Exercise objective
Lines of the data that contain the word "antelope" are the ones to copy.

Extracted entries

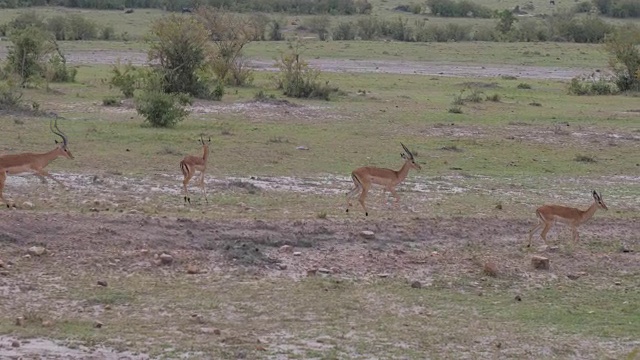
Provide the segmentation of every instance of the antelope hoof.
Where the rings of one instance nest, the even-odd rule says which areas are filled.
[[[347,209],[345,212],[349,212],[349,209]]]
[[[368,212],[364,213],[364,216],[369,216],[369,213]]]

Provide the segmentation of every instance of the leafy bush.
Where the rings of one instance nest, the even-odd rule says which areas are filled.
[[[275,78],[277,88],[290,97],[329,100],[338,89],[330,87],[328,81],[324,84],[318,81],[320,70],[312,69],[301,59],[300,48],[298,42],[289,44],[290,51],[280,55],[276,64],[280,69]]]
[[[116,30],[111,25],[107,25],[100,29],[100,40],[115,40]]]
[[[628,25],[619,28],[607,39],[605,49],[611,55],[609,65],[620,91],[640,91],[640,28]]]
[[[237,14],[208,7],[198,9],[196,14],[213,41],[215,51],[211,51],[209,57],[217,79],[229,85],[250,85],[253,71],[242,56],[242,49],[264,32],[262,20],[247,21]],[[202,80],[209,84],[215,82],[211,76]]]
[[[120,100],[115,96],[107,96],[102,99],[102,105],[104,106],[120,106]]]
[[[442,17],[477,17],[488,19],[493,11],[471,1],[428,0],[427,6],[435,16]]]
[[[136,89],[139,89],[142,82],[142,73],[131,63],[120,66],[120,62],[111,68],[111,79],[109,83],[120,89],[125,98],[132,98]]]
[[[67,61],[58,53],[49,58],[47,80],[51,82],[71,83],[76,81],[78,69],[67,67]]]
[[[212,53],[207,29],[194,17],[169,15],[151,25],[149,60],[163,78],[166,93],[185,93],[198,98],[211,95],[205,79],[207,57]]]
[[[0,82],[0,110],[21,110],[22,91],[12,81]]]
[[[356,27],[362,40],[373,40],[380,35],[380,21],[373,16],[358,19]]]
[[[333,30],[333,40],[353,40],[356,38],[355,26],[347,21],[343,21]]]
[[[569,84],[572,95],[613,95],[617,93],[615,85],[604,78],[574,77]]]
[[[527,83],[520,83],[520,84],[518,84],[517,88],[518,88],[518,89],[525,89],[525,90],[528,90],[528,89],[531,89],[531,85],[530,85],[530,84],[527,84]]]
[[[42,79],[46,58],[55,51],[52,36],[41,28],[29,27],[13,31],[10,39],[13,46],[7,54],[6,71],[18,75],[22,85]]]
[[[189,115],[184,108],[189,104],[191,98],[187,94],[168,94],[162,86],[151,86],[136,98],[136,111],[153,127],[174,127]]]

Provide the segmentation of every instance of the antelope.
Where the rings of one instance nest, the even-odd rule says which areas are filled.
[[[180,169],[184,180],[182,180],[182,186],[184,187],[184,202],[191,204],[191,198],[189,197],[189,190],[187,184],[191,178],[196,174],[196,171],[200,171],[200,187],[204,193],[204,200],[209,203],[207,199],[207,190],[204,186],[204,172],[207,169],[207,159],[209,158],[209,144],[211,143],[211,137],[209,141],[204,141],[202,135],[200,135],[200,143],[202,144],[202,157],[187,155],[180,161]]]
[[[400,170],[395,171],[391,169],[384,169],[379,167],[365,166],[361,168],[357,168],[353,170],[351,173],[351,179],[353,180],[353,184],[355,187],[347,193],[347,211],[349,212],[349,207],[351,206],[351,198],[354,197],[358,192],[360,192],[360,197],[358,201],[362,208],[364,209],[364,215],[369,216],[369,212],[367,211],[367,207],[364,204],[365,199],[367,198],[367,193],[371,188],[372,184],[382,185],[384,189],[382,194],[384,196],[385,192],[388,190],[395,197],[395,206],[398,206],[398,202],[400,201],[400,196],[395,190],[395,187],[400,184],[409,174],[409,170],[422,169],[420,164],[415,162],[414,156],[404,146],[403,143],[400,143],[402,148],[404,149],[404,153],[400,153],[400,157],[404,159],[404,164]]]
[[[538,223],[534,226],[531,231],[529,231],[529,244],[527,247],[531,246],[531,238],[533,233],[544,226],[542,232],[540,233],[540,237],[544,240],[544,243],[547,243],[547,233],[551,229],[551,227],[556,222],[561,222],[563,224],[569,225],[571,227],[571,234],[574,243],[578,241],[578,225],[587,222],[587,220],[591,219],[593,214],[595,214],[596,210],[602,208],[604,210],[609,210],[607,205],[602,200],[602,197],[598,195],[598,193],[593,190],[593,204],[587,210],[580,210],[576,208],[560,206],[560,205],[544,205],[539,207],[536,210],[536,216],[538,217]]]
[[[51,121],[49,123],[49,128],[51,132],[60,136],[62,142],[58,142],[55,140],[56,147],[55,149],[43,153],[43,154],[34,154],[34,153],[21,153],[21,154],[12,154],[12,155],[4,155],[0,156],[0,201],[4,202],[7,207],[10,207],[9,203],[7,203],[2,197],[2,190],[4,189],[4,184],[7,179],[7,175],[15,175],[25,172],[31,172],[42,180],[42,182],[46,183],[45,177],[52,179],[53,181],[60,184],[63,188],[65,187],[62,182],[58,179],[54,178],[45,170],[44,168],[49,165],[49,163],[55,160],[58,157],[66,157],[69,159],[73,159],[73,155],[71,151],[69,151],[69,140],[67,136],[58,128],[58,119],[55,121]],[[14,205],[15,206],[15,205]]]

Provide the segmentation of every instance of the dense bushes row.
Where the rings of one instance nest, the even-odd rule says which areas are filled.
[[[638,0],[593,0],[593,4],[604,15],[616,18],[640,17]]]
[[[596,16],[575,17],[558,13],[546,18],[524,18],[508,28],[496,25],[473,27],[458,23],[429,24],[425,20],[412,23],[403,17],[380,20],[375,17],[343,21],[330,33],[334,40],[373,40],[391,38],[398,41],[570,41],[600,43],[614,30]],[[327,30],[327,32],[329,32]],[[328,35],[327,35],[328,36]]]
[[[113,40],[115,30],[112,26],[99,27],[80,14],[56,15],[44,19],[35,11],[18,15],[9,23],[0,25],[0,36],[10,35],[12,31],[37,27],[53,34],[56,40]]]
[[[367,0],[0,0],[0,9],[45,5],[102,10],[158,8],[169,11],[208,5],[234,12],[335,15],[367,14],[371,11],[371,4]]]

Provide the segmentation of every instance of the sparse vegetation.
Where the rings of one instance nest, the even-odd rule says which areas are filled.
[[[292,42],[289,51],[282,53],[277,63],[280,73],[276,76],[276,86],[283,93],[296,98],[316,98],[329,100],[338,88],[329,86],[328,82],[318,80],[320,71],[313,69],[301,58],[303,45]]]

Exercise solution
Provide the segmentation of every instance of the antelope hoof.
Provide the segmentation of every instance of the antelope.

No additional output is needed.